» **Task to complete**
Pull out each line of the listing below that contains the word "bird" and copy it unchanged.

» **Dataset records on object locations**
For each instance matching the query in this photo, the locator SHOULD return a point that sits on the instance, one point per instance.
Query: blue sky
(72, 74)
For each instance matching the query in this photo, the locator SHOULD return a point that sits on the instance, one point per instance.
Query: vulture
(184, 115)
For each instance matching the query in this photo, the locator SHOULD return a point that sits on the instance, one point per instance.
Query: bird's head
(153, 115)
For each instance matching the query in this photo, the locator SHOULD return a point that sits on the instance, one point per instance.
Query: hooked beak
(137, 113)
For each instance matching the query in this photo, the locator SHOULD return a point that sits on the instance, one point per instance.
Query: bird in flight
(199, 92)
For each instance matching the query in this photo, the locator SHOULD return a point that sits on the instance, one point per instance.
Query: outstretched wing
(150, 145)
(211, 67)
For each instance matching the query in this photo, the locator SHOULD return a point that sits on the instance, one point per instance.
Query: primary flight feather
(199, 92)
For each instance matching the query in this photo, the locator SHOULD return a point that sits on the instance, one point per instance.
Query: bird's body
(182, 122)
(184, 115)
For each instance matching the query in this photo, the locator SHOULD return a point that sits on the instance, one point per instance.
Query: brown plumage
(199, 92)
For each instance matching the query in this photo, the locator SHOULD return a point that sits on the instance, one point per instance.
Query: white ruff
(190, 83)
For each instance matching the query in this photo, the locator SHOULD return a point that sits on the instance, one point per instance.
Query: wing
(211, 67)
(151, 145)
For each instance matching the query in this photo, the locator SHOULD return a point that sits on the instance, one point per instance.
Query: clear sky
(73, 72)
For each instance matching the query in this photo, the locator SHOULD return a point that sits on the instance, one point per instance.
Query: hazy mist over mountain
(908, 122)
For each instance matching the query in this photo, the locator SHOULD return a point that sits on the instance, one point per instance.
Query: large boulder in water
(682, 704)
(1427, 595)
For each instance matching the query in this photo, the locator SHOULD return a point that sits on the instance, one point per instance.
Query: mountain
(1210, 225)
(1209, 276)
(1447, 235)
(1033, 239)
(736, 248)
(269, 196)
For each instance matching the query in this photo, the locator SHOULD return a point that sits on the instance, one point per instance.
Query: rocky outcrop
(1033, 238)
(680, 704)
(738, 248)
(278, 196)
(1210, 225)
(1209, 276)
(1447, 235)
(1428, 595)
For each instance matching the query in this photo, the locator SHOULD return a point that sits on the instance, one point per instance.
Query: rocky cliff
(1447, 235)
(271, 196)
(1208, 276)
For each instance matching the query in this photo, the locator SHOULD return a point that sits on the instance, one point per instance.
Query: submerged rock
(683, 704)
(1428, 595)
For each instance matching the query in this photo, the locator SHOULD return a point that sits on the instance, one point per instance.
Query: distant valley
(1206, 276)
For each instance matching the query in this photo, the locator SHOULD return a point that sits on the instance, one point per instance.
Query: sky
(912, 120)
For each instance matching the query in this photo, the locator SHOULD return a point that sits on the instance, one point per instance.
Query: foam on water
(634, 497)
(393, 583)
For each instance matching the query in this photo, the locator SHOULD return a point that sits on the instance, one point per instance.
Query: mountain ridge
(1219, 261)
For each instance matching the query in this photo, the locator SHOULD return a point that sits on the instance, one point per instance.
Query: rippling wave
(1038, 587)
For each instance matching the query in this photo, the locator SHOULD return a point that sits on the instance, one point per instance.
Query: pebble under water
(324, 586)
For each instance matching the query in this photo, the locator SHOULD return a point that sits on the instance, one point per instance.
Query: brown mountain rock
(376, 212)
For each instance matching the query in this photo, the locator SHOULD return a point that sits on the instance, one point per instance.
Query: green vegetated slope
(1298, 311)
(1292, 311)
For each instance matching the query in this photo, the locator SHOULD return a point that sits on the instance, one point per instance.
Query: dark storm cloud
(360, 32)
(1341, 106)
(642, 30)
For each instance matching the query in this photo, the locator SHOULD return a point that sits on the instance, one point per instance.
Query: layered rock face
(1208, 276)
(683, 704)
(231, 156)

» **Solution to this problem**
Query: bird's head
Query: bird in flight
Query: bird's body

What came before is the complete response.